■ **Problems and tasks**
#1 Answer these questions from the excerpt on Brazil's deficit forecast:
(a) What primary deficit, as a share of GDP, is the government aiming for this year?
(b) How much are the monthly emergency payments to informal, low-paid workers, and for how many months do they run?
(c) How long may it be before federal revenues return to pre-crisis levels?
#2 Reproduce the part of the excerpt on Brazil's deficit forecast starting with "While the government" and going on through "growth undershoot expectations.".

The government revised its primary deficit forecast, which excludes interest payments, to 10% of GDP only two weeks ago. But Almeida said that tax revenues could be lower than expected and warned against extending emergency spending programs.
“We are going for a primary deficit of 10% of GDP this year. Could it be worse? It could be worse,” Almeida said in an online debate hosted by Verde Asset Management.
This target is based on postponed tax payments because of the crisis being made in the second half of the year and emergency spending measures not being extended, Almeida said.
Almeida insisted that emergency payments to informal, low-paid workers of 600 reais ($121) a month for three months, which will total around 150 billion reais, cannot be extended.
Making the program permanent would increase the government’s primary expenditure by a further 8% of GDP and the tax load would have to rise by 10% of GDP.
“That makes no sense at all,” he said, noting that even extending it to the end of the year would increase Brazil’s debt to more than 100% of GDP.
While the government this year will stick to its spending cap rule, regarded by policymakers as the country’s fiscal pillar, Almeida admitted that the situation becomes more difficult in 2021 if revenues and economic growth undershoot expectations.
“This worries us. It’s something we’ll have to deal with and try to reverse,” he said, adding that it may be six years before federal revenues return to pre-crisis levels.

■ **Dataset extract**
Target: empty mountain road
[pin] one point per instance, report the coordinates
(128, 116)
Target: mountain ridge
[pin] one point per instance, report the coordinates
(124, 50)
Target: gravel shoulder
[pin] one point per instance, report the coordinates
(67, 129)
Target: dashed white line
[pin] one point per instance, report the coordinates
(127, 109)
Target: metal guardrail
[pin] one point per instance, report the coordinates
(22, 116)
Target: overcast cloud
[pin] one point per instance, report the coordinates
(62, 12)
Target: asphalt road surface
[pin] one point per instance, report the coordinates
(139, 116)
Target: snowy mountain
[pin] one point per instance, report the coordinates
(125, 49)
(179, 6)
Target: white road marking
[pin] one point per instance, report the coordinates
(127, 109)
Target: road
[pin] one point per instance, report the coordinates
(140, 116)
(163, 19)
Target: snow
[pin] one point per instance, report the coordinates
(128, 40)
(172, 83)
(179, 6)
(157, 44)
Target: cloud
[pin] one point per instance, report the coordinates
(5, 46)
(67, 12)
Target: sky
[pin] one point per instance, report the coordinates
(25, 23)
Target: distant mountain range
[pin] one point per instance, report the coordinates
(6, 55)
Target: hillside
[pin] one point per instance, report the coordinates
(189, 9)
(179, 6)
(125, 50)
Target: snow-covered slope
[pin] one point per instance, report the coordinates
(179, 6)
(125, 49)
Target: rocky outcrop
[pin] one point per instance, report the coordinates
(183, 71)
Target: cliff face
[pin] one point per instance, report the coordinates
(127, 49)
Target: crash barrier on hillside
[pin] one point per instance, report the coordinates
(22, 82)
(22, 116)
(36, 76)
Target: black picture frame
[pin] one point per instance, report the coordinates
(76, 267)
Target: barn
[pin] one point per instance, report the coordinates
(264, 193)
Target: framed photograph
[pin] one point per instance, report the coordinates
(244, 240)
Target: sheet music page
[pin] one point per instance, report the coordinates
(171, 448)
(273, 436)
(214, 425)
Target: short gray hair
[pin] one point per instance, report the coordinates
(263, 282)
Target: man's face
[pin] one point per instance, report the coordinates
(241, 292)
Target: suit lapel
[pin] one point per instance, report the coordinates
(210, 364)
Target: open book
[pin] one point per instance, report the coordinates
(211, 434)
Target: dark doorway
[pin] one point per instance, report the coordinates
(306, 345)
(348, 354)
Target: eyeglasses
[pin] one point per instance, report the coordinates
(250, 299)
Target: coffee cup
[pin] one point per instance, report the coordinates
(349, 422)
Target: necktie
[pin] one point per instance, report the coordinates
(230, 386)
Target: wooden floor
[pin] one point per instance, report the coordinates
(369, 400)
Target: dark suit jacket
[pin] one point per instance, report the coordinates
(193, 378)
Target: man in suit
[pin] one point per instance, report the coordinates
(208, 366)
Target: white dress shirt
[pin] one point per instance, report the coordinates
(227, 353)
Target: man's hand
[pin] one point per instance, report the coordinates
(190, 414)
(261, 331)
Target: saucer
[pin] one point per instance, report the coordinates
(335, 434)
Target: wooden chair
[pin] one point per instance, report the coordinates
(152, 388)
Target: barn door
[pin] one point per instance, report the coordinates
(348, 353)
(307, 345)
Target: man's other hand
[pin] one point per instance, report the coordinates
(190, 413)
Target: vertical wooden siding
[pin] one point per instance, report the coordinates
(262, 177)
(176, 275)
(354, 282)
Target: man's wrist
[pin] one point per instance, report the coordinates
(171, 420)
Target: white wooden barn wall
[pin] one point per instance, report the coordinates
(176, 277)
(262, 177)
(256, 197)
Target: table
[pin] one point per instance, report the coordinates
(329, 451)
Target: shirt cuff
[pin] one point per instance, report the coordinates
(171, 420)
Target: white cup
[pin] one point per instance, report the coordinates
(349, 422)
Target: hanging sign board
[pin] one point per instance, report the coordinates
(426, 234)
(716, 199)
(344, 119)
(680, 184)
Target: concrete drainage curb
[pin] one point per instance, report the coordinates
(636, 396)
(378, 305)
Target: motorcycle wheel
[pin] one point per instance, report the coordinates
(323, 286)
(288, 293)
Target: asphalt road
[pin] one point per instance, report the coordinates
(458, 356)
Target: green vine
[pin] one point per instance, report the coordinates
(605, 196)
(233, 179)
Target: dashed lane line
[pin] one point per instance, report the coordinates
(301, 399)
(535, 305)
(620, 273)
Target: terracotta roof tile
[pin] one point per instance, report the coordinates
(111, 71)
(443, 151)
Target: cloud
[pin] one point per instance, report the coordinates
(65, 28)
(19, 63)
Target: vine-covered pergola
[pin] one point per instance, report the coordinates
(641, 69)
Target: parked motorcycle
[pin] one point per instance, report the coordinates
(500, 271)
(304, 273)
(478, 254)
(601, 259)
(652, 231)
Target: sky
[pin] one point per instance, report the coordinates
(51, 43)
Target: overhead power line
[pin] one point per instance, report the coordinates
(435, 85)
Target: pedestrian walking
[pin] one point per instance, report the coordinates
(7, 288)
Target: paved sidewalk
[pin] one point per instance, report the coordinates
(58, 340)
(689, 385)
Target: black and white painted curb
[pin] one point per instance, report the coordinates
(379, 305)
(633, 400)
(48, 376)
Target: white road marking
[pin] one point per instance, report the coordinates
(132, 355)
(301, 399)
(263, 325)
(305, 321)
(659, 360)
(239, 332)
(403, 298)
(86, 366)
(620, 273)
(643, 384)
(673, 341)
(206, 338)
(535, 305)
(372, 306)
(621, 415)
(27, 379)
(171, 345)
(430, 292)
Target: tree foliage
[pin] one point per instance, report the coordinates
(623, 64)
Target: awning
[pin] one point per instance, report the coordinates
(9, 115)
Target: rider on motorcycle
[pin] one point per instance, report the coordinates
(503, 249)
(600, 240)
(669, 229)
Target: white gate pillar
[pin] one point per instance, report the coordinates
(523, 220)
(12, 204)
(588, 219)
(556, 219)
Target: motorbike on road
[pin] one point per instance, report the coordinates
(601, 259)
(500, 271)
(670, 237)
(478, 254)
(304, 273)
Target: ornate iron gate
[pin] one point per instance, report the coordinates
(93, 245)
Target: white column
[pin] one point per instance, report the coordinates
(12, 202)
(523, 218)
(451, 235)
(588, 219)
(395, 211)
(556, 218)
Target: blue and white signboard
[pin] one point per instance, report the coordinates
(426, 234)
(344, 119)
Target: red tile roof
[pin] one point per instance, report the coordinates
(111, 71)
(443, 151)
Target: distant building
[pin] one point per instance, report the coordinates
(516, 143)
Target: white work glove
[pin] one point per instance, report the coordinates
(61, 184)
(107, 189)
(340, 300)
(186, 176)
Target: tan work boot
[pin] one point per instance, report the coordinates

■ **Answers by task**
#1
(a) 10% of GDP.
(b) 600 reais ($121) a month, for three months.
(c) Six years.

#2
While the government this year will stick to its spending cap rule, regarded by policymakers as the country’s fiscal pillar, Almeida admitted that the situation becomes more difficult in 2021 if revenues and economic growth undershoot expectations.